▶ [Supplied passage]:
= Beginning of Section =

The Ultra Bums

18 04 2009

Christopher McDougall, Born to Run: A Hidden Tribe, Superathletes, and the Greatest Race the World Has Never Seen (Alfred A. Knopf, May 2009)

With such a meandering subtitle, one could perhaps be forgiven for wondering if the resulting narrative will be just as apparently random. And there is no doubt that Born To Run (BTR), like the runners in some of the classic ultra races it describes, speeds wildly from station to station, hurtling pell-mell around cliff edges and chasing down blind alleys, losing its way temporarily only to reconnect with the main trail, all while barely stopping for air along the way. The results for the reader — who might feel at times like he or she is actually running in an ultra — can swing wildly from joyful exhilaration to annoyance and frustration, to exhaustion and back again. And again.

BTR begins with the running injury-prone Mr. McDougall searching for an answer to a question: “Why does my foot hurt?” His quest takes him, and us, on an international roller-coaster ride that takes countless side-trips to the history of running shoes, ultra marathon race reports, colorful profiles of ultra running personalities such as Barefoot Ted, Scott Jurek, and others; sports nutrition, and evolutionary bioscience – just to name a few subjects. After many misadventures and digressions, his journey finally leads him into a precariously staged 50-mile showdown race with a handful of elite North American ultra runners and the elusive Tarahumara Indians of Mexico’s Copper Canyon, considered by many as the best pure long-distance runners in the world.

= End of Section =

▶ [Data section]:

= Beginning of Section =

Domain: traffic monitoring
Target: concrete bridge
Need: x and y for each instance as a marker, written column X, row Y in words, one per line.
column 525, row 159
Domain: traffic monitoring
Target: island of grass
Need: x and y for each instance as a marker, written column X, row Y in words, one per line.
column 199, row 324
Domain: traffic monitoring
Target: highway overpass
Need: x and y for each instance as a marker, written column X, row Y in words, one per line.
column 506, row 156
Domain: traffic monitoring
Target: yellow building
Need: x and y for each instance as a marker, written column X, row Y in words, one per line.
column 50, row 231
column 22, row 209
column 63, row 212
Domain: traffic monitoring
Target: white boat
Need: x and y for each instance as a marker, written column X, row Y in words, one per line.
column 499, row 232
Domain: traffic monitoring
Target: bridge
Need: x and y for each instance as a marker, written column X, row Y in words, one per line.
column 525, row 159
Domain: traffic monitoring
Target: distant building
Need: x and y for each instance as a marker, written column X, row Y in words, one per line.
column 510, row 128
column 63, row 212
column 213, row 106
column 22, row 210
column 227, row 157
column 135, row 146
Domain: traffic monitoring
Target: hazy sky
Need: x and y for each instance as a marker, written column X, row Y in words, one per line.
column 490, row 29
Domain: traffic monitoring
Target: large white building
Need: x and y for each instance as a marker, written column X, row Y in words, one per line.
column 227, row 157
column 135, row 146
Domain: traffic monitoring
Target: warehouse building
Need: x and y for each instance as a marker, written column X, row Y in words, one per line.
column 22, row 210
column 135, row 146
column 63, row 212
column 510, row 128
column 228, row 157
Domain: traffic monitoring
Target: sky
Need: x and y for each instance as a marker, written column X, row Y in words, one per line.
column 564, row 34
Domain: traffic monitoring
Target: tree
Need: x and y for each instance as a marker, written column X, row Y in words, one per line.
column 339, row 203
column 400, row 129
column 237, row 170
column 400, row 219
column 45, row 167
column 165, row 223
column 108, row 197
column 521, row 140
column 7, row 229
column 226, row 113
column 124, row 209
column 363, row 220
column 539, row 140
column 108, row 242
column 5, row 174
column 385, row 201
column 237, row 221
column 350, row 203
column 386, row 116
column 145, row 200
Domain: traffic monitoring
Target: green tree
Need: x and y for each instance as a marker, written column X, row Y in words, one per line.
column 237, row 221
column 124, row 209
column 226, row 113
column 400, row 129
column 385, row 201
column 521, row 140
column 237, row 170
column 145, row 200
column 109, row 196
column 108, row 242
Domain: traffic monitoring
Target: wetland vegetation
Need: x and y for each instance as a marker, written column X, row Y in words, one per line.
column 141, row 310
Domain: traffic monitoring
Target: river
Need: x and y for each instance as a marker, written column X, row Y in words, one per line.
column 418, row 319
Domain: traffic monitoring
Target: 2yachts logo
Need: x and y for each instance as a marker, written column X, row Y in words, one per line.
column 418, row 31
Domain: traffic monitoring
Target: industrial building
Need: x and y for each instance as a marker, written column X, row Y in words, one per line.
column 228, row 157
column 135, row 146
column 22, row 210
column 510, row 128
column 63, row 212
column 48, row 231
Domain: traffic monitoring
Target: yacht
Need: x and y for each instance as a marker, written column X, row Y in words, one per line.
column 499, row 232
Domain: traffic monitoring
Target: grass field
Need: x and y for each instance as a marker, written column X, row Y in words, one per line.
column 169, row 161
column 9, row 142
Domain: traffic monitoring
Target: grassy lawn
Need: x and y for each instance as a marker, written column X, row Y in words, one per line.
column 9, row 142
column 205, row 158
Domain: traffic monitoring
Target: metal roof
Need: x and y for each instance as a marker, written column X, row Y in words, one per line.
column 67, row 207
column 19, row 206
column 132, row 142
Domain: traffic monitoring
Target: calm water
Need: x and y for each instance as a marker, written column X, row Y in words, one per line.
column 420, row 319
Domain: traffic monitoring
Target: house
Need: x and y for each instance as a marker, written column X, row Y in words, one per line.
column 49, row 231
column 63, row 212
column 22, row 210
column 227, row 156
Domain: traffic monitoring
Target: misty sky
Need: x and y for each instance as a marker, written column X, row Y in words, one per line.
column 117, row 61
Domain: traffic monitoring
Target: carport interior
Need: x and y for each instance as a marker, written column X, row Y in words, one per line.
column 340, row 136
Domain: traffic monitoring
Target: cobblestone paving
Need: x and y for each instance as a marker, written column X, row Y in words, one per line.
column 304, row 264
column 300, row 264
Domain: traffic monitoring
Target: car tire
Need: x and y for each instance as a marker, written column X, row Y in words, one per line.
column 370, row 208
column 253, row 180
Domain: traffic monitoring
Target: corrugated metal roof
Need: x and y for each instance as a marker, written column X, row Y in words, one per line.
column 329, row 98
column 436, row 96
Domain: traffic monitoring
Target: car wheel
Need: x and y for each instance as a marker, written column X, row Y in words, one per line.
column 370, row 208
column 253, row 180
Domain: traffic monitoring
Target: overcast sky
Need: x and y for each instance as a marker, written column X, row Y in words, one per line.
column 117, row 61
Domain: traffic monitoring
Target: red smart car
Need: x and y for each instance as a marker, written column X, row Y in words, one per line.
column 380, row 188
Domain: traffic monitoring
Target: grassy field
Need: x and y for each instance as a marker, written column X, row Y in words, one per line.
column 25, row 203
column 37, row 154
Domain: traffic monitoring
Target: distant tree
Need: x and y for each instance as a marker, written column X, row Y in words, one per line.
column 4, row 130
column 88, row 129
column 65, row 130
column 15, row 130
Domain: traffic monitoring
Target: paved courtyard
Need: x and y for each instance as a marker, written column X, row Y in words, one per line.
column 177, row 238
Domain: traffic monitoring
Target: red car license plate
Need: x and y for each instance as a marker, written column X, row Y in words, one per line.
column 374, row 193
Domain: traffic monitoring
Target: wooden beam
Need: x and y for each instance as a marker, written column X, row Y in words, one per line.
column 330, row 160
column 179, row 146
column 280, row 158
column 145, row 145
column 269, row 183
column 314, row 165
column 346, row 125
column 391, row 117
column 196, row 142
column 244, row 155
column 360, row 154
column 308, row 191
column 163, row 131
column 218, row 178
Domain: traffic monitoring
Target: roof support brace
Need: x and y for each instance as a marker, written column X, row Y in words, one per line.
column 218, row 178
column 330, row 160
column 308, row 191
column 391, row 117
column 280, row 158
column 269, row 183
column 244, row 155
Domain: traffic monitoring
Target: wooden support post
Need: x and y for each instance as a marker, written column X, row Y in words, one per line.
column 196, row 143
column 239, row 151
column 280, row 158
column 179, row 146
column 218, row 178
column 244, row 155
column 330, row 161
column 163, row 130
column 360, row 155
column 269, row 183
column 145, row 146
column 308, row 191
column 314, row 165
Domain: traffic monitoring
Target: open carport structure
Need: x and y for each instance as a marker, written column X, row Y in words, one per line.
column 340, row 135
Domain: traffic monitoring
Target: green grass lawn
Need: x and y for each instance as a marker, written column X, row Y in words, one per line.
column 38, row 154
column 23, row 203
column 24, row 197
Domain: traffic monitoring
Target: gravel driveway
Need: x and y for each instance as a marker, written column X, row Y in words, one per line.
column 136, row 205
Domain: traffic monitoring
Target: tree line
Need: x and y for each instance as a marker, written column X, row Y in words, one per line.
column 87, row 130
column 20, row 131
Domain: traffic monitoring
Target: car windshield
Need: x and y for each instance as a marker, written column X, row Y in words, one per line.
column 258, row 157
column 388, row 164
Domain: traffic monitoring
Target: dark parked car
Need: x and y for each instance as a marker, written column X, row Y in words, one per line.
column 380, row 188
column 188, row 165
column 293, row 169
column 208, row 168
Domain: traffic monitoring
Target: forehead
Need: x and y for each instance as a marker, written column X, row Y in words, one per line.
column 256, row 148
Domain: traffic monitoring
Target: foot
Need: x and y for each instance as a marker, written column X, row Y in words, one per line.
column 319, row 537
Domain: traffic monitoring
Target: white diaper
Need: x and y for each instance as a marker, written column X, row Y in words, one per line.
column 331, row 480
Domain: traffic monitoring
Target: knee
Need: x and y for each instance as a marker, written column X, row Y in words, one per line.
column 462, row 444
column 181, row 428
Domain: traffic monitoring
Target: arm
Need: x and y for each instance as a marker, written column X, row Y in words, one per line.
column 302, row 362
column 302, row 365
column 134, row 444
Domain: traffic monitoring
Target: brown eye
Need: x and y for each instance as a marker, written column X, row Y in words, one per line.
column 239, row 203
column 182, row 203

= End of Section =

▶ [Exercise requirements]:
**A.** Please write down the text of the Born to Run review between "With such a" and "again. And again.", inclusive.
**B.** Name every subject the Born to Run review gives as one of the book's side-trips.
The lines above aren't needed for this work.

▶ [Solutions to each task]:
**A.**
With such a meandering subtitle, one could perhaps be forgiven for wondering if the resulting narrative will be just as apparently random. And there is no doubt that Born To Run (BTR), like the runners in some of the classic ultra races it describes, speeds wildly from station to station, hurtling pell-mell around cliff edges and chasing down blind alleys, losing its way temporarily only to reconnect with the main trail, all while barely stopping for air along the way. The results for the reader — who might feel at times like he or she is actually running in an ultra — can swing wildly from joyful exhilaration to annoyance and frustration, to exhaustion and back again. And again.

**B.**
- The history of running shoes
- Ultra marathon race reports
- Colorful profiles of ultra running personalities
- Sports nutrition
- Evolutionary bioscience